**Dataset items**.
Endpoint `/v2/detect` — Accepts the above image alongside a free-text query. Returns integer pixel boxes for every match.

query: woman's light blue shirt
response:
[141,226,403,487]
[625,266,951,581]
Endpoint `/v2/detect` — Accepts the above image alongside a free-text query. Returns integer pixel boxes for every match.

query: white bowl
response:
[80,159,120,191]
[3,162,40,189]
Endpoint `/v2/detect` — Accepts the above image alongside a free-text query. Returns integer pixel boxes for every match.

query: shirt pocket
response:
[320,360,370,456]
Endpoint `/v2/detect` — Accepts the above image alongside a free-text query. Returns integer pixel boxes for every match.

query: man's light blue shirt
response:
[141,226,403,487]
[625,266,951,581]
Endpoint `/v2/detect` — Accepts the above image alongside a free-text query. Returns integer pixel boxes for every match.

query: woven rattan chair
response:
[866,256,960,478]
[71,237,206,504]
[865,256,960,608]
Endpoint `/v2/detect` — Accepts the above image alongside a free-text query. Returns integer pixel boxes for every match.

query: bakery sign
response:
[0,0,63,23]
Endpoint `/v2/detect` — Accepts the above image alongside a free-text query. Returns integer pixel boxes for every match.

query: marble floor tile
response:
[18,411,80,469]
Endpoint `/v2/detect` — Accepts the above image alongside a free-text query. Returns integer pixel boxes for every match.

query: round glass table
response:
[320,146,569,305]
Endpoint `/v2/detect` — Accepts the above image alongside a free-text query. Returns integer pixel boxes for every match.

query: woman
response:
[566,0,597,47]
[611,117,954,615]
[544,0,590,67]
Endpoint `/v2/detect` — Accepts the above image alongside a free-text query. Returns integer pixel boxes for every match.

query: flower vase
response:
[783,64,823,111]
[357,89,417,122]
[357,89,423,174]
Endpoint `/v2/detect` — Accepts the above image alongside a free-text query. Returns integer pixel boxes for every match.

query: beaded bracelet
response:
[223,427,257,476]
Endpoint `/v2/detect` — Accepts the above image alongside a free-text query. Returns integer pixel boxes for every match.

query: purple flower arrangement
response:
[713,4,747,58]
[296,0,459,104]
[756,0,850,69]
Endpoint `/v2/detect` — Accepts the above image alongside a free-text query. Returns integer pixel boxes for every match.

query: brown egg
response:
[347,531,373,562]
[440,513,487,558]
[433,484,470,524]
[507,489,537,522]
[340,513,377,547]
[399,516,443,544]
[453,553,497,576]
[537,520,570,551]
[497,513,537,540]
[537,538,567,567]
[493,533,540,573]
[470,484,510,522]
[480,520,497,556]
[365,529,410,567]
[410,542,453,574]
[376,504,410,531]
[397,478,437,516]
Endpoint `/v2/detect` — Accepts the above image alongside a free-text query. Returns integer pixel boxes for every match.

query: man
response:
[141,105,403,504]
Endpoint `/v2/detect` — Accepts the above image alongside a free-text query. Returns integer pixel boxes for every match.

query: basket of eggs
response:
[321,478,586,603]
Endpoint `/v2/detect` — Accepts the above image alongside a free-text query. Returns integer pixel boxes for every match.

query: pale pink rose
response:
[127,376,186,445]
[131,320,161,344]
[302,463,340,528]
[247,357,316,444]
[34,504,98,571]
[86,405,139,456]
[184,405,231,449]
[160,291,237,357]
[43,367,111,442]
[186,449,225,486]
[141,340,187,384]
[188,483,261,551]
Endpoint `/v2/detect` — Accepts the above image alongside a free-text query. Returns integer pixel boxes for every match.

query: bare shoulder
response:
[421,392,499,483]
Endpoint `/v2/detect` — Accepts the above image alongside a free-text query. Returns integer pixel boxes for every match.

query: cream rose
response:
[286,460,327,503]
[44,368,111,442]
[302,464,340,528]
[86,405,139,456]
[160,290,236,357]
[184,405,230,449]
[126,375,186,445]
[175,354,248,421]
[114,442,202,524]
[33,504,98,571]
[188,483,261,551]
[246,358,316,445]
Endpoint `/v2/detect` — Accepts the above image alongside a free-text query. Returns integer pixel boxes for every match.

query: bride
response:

**Task objective**. Could you reproduce the entries word for word, covering the stretch from their first line through the line containing "[18,411,80,469]", with both ends included?

**Task result**.
Endpoint `/v2/detect` — Accepts the above image alongside a free-text query. Returns integer pixel boxes for every match.

query: woman's light blue shirt
response:
[141,226,403,487]
[625,266,951,581]
Endpoint `/v2/detect` — Accepts the above image alongside a free-text query. Returns integer pixel boxes for every match.

query: white bowl
response:
[80,159,120,191]
[3,162,40,189]
Endpoint `/v2/detect` — Accepts the above image alongside a free-text query. Returns integer pixel boxes for every match.

query: shirt pocket
response:
[320,360,370,456]
Endpoint `/v2/detect` — Accepts the above image alongside a free-text query. Returns integer pixel boxes for every match.

query: man's light blue shirt
response:
[141,226,403,487]
[625,266,951,581]
Endpoint `/v2/detect` — Accepts the above image alongside a free-text query. Returns integer pixel boxes for every match.

query: woven rattan chair
response:
[866,256,960,478]
[71,237,206,504]
[865,256,960,608]
Endpoint `/v2/detect` — Accepts the above image alongside a free-text query. Returns integer pixel boxes for every match.

query: bakery sign
response:
[0,0,63,23]
Endpoint `/v2/detect` — Accepts the above image alongside a free-text query. Returns integer pixel boxes for every match.

query: marble floor tile
response:
[18,411,80,469]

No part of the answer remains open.